Repeat each line word for word.
# start of Source material
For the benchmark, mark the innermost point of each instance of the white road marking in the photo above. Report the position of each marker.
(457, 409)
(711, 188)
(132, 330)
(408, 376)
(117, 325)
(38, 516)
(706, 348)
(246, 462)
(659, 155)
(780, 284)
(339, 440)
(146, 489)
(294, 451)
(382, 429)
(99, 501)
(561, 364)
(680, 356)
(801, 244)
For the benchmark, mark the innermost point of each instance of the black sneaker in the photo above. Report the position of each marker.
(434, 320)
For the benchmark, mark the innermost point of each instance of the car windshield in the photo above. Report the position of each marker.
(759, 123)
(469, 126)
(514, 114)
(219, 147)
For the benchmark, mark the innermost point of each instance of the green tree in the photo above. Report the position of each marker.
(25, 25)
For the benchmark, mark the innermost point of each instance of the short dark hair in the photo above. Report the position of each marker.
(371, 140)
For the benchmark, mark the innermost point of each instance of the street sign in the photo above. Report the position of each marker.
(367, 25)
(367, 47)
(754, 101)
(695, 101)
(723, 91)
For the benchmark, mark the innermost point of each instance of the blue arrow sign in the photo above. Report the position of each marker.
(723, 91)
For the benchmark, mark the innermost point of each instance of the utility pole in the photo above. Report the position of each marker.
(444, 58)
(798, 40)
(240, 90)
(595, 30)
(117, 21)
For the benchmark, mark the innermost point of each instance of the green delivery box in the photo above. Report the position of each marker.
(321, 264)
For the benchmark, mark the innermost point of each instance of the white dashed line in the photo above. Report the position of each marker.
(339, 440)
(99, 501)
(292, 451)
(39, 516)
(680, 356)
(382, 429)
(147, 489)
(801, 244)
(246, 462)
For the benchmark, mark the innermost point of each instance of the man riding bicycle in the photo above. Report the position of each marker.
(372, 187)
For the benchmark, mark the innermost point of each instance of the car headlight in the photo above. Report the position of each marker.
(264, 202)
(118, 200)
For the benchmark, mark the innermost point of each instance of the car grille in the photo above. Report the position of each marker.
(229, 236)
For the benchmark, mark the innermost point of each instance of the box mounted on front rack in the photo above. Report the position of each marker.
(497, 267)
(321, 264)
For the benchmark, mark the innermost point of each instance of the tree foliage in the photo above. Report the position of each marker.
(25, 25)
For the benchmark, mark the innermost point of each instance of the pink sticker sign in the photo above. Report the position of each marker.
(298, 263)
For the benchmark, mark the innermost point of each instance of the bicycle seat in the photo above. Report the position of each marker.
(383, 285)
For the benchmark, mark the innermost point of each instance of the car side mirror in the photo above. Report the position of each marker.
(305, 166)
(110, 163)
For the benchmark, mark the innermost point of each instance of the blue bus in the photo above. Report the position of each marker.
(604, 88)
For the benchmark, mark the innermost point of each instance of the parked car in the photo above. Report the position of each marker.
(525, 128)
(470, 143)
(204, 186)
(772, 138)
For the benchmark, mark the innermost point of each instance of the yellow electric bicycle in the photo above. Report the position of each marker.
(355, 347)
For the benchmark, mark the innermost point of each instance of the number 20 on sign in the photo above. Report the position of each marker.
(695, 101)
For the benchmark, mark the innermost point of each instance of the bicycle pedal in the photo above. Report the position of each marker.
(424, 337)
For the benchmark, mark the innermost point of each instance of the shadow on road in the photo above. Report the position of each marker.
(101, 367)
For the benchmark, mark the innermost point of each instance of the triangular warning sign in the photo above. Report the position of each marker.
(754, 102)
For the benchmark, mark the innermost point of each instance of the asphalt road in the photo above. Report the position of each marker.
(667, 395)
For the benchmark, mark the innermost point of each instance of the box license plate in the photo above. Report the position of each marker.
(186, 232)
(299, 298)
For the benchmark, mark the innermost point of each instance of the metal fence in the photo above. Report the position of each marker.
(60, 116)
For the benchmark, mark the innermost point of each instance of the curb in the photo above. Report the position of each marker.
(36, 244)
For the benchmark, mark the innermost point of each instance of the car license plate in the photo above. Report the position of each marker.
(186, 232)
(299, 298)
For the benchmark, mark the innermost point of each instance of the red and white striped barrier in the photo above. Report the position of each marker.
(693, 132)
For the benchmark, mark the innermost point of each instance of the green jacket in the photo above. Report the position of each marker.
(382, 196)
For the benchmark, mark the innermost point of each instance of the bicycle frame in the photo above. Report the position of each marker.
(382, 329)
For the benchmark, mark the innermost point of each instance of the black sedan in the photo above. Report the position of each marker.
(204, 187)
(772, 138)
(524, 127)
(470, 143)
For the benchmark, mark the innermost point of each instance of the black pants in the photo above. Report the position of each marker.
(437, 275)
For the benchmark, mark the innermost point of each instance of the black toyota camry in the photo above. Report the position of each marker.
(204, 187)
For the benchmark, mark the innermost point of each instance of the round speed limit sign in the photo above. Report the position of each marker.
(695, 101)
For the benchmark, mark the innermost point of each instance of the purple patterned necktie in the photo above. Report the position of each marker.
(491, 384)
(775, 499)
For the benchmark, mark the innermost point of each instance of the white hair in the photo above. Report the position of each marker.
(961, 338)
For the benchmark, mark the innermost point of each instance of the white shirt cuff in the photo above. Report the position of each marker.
# end of Source material
Correct output:
For the benchmark, mark the innermost point of each instance of the white road marking in the photo above. Report the position of each marker.
(457, 409)
(711, 188)
(132, 330)
(408, 376)
(117, 325)
(38, 516)
(706, 348)
(246, 462)
(659, 155)
(780, 284)
(339, 440)
(146, 489)
(294, 451)
(382, 429)
(99, 501)
(561, 364)
(680, 356)
(801, 244)
For the benchmark, mark the innermost point of each instance of the black sneaker in the photo above. Report the position of each marker.
(434, 320)
For the benchmark, mark the innermost point of each instance of the car windshield in the photo above. Report the position of each marker.
(759, 123)
(469, 126)
(514, 114)
(219, 147)
For the benchmark, mark the innermost point of each instance of the green tree in the photo above. Report the position of each marker.
(25, 25)
For the benchmark, mark the innermost point of each instance of the short dark hair in the photo above. Report the position of each marker.
(371, 140)
For the benchmark, mark the innermost point of each instance of the street sign in the photo above. Report the position of each marker.
(367, 25)
(367, 47)
(754, 101)
(695, 101)
(723, 91)
For the benchmark, mark the innermost point of each instance of the blue arrow sign in the photo above. Report the position of each marker.
(723, 91)
For the benchmark, mark the innermost point of each instance of the utility pole in the photo above. Report the position of each marker.
(444, 58)
(798, 40)
(240, 90)
(595, 30)
(117, 21)
For the benchmark, mark the innermost point of each instance of the green delivery box in the photo above. Report the position of each marker.
(321, 264)
For the benchmark, mark the innermost point of each instance of the white dashed line in the photo above. Report the position of each marker.
(339, 440)
(99, 501)
(292, 451)
(39, 516)
(680, 356)
(382, 429)
(147, 489)
(801, 244)
(246, 462)
For the benchmark, mark the innermost point of each instance of the man riding bicycle in the photo above. Report the position of each marker.
(372, 187)
For the benchmark, mark the innermost point of each instance of the car headlight in the photo above. Report the position of each marker.
(264, 202)
(118, 200)
For the benchmark, mark the innermost point of each instance of the car grille in the photo above. Report the position of each marker.
(229, 236)
For the benchmark, mark the innermost point of each instance of the box mounted on front rack in the photo above. Report the position of each marker.
(497, 267)
(321, 264)
For the benchmark, mark the innermost point of each instance of the tree foliage in the photo above. Report the position of each marker.
(25, 25)
For the benchmark, mark the innermost point of each instance of the pink sticker sign in the photo above. Report the position of each marker.
(298, 263)
For the benchmark, mark the innermost point of each instance of the bicycle seat in the photo above. Report the position of each marker.
(383, 285)
For the benchmark, mark the innermost point of each instance of the car side mirror in the photo above. Report the position of each marker.
(305, 166)
(110, 163)
For the benchmark, mark the innermost point of each instance of the blue bus in the photo above. Report the position of each marker.
(604, 88)
For the benchmark, mark the innermost point of each instance of the parked car in the photo above. Report the position of each marker.
(525, 128)
(470, 143)
(204, 186)
(772, 138)
For the benchmark, mark the innermost point of each instance of the yellow electric bicycle in the photo above. Report the position of each marker.
(355, 347)
For the benchmark, mark the innermost point of each instance of the number 20 on sign in the photo above. Report the position of each marker.
(695, 101)
For the benchmark, mark the innermost point of each instance of the bicycle pedal in the photo above. Report the position of each marker.
(424, 337)
For the benchmark, mark the innermost point of each instance of the shadow on road in the photo above. Report the position of each marker.
(101, 367)
For the benchmark, mark the innermost point of each instance of the triangular warning sign in the photo above. Report the position of each marker.
(754, 102)
For the benchmark, mark the innermost point of each instance of the asphalt road in the photo above. Report the position of each marker.
(667, 395)
For the benchmark, mark the innermost point of each instance of the box license plate in the photo above. Report the position of each marker.
(186, 232)
(299, 298)
For the benchmark, mark the innermost point of each instance of the metal fence in the photo above. Report the position of each marker.
(60, 116)
For the benchmark, mark the innermost point of each instance of the curb in the photo above. Report the position of each marker.
(36, 244)
For the benchmark, mark the innermost point of each instance of the car license plate in the photo above. Report the position of each marker.
(186, 232)
(299, 298)
For the benchmark, mark the innermost point of each instance of the red and white striped barrier in the photo above. Report the position of each marker.
(693, 132)
For the benchmark, mark the innermost point of each instance of the green jacket in the photo above. Report the position of each marker.
(382, 196)
For the benchmark, mark the innermost point of each instance of the bicycle frame in the photo above. Report the position of each marker.
(382, 329)
For the benchmark, mark the innermost point of each instance of the black sedan in the photo above. Report the position of each marker.
(204, 187)
(772, 138)
(524, 127)
(470, 143)
For the benchmark, mark the innermost point of each instance of the black pants in the photo above. Report the position of each marker.
(437, 275)
For the benchmark, mark the innermost point of each instance of the black toyota camry in the photo above. Report the position of each marker.
(204, 187)
For the benchmark, mark the innermost point of each instance of the round speed limit sign in the photo above. Report the position of each marker.
(695, 101)
For the benchmark, mark the innermost point of each instance of the purple patterned necktie in the photo above. Report the position of each marker.
(491, 384)
(775, 499)
For the benchmark, mark the innermost point of each instance of the white hair in the photo above. Report the position of each marker.
(961, 338)
For the benchmark, mark the innermost point of each instance of the white shirt cuff in the photo above. Report the position of each marker.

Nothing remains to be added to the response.